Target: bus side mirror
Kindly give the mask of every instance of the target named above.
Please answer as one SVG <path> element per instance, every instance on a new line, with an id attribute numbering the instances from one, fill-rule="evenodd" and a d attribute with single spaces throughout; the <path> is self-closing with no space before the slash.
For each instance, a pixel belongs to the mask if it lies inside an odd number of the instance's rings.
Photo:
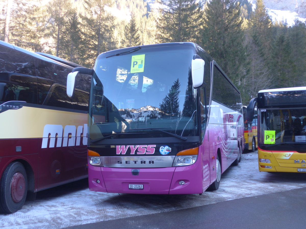
<path id="1" fill-rule="evenodd" d="M 78 73 L 93 75 L 94 72 L 93 69 L 86 67 L 78 67 L 73 68 L 72 70 L 72 72 L 70 72 L 67 76 L 67 95 L 71 98 L 73 95 L 76 77 Z"/>
<path id="2" fill-rule="evenodd" d="M 257 103 L 257 97 L 253 98 L 250 101 L 250 103 L 247 107 L 245 112 L 245 119 L 248 122 L 252 122 L 255 114 L 255 107 Z"/>
<path id="3" fill-rule="evenodd" d="M 67 95 L 71 98 L 73 95 L 74 85 L 75 84 L 76 77 L 78 71 L 70 72 L 67 76 Z"/>
<path id="4" fill-rule="evenodd" d="M 194 88 L 203 84 L 205 61 L 202 59 L 196 59 L 191 61 L 191 76 L 192 83 Z"/>

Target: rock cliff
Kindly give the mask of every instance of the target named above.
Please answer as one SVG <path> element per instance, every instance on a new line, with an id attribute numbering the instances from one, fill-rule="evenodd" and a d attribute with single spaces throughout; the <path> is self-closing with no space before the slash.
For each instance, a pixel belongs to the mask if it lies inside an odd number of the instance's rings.
<path id="1" fill-rule="evenodd" d="M 253 3 L 256 0 L 253 0 Z M 263 0 L 266 8 L 296 12 L 299 16 L 306 18 L 306 0 Z"/>

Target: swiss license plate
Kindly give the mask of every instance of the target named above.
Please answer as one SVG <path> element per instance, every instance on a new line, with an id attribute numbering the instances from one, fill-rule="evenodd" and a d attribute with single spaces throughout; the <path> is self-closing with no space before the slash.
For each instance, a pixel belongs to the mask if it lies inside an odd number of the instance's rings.
<path id="1" fill-rule="evenodd" d="M 143 189 L 143 184 L 130 184 L 129 185 L 129 189 Z"/>
<path id="2" fill-rule="evenodd" d="M 298 169 L 297 172 L 306 172 L 306 169 Z"/>

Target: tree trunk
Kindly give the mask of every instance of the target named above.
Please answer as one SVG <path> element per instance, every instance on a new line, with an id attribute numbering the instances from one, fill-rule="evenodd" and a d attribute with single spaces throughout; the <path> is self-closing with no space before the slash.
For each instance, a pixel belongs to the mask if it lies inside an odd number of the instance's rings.
<path id="1" fill-rule="evenodd" d="M 11 19 L 11 9 L 13 5 L 12 0 L 7 0 L 6 5 L 6 17 L 5 19 L 4 27 L 4 41 L 9 42 L 9 21 Z"/>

+--

● GIVEN PROBLEM
Reproduce every one of the lines above word for word, leaving out the pictures.

● ANSWER TO THIS TASK
Target: bus side mirror
Kindly give the mask of every instance of the target named above.
Please answer as one SVG <path> element per instance, every instance on a new line, with an id attribute numbering the instances from one, fill-rule="evenodd" and a d attribute with single spaces throughout; the <path> is self-closing with no space before the slash.
For each instance, a pixel belongs to the mask if it lies inside an odd number of the instance's rings.
Photo:
<path id="1" fill-rule="evenodd" d="M 78 73 L 93 75 L 94 72 L 93 69 L 86 67 L 78 67 L 73 68 L 72 70 L 72 72 L 70 72 L 67 76 L 67 95 L 71 98 L 73 95 L 76 77 Z"/>
<path id="2" fill-rule="evenodd" d="M 257 103 L 257 97 L 253 98 L 250 101 L 250 103 L 247 107 L 245 112 L 245 119 L 248 122 L 252 122 L 255 114 L 255 107 Z"/>
<path id="3" fill-rule="evenodd" d="M 67 95 L 71 98 L 73 95 L 74 85 L 75 84 L 76 77 L 78 71 L 70 72 L 67 76 Z"/>
<path id="4" fill-rule="evenodd" d="M 194 88 L 203 84 L 205 61 L 202 59 L 196 59 L 191 61 L 191 76 L 192 83 Z"/>

Target: rock cliff
Kindly give the mask of every instance of the target named above.
Please answer as one SVG <path> element per instance, every instance on a new line, with an id attribute numbering the instances from one, fill-rule="evenodd" and a d attribute with single spaces throughout; the <path> is self-closing with no space before the slash.
For each instance, a pixel belongs to the mask if it lies inside an odd number of the instance's rings.
<path id="1" fill-rule="evenodd" d="M 253 3 L 256 0 L 253 0 Z M 263 0 L 266 8 L 296 12 L 299 16 L 306 18 L 306 0 Z"/>

Target: swiss license plate
Kindly give the mask of every instance of the target named above.
Please answer as one SVG <path> element per instance, every instance on a new line, with an id attribute numbering the instances from one, fill-rule="evenodd" and a d attribute with single spaces throughout; the <path> is self-closing with no space before the slash.
For each instance, a pixel belongs to the mask if it lies inside an odd number of the instance's rings.
<path id="1" fill-rule="evenodd" d="M 143 189 L 143 184 L 130 184 L 129 185 L 129 189 Z"/>
<path id="2" fill-rule="evenodd" d="M 298 169 L 297 172 L 306 172 L 306 169 Z"/>

Target: tree trunk
Kindly give the mask of every instance of the target named above.
Please answer as one SVG <path> element per instance, every instance on a new line, with an id attribute numbering the instances from one, fill-rule="evenodd" and a d attribute with single spaces throughout; the <path> is self-closing with no space before the slash.
For each instance, a pixel belongs to the mask if it lies inside an odd number of the instance's rings.
<path id="1" fill-rule="evenodd" d="M 11 19 L 11 9 L 13 5 L 12 0 L 7 0 L 6 5 L 6 17 L 5 19 L 4 27 L 4 41 L 9 42 L 9 21 Z"/>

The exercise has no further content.